Fra i preti all’inizio c’è stato smarrimento. Tutte le nostre attività si sono bloccate. Poi però abbiamo cercato nuovi strumenti per essere vicini alla gente. Questo a mio parere ha fatto la differenza in un momento difficile: la gente ha avvertito lo sforzo, e alla fine ci siamo accorti che niente ferma il Vangelo. In futuro penso che dovremo coltivare una nuova prospettiva, fatta anche di essenzialità”.

La reputazione della Chiesa in generale è peggiorata. Come influisce questo sui preti?

“Anche per noi questo è un momento di conversione e di verifica. Dobbiamo avere la pazienza di ripensare al nostro ruolo, con il coraggio di compiere anche scelte forti. Gli scandali pesano e ne restiamo tutti feriti. Bisogna avere l’umiltà di ammettere i propri errori e chiedere scusa”.

Come gestire il rapporto di corresponsabilità con i laici?

“Ci vuole un reale spirito di collaborazione, saper fare squadra, non guardare soltanto il risultato ma i processi, condividere scelte e decisioni. La fede è fatta di relazioni, la nostra missione è all’interno delle comunità, accanto alle nuove generazioni, altrimenti rischiamo di parlare un linguaggio e un alfabeto che la gente non comprende più”.
----
CONSEGNA 1
Secondo il brano, che cosa hanno fatto i preti dopo lo smarrimento iniziale?
CONSEGNA 2
Trascrivi dal brano il passo che comincia con le parole "Fra i preti" e si ferma dopo le parole "con i laici?".
----
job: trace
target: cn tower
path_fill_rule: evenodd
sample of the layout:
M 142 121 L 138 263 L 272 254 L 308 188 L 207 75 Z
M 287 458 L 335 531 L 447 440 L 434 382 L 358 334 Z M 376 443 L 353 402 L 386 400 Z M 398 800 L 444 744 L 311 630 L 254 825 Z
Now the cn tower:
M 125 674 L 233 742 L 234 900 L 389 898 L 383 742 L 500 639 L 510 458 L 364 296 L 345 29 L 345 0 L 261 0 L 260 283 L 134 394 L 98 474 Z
----
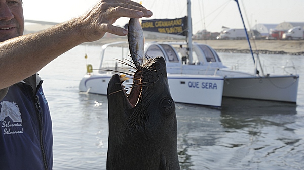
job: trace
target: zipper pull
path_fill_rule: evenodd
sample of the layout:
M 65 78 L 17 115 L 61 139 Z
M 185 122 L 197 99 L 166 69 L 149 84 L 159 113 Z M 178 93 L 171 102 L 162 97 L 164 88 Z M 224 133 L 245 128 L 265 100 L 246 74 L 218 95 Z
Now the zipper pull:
----
RISULTATO DELL'ESERCIZIO 1
Hanno cercato nuovi strumenti per essere vicini alla gente.

RISULTATO DELL'ESERCIZIO 2
Fra i preti all’inizio c’è stato smarrimento. Tutte le nostre attività si sono bloccate. Poi però abbiamo cercato nuovi strumenti per essere vicini alla gente. Questo a mio parere ha fatto la differenza in un momento difficile: la gente ha avvertito lo sforzo, e alla fine ci siamo accorti che niente ferma il Vangelo. In futuro penso che dovremo coltivare una nuova prospettiva, fatta anche di essenzialità”.

La reputazione della Chiesa in generale è peggiorata. Come influisce questo sui preti?

“Anche per noi questo è un momento di conversione e di verifica. Dobbiamo avere la pazienza di ripensare al nostro ruolo, con il coraggio di compiere anche scelte forti. Gli scandali pesano e ne restiamo tutti feriti. Bisogna avere l’umiltà di ammettere i propri errori e chiedere scusa”.

Come gestire il rapporto di corresponsabilità con i laici?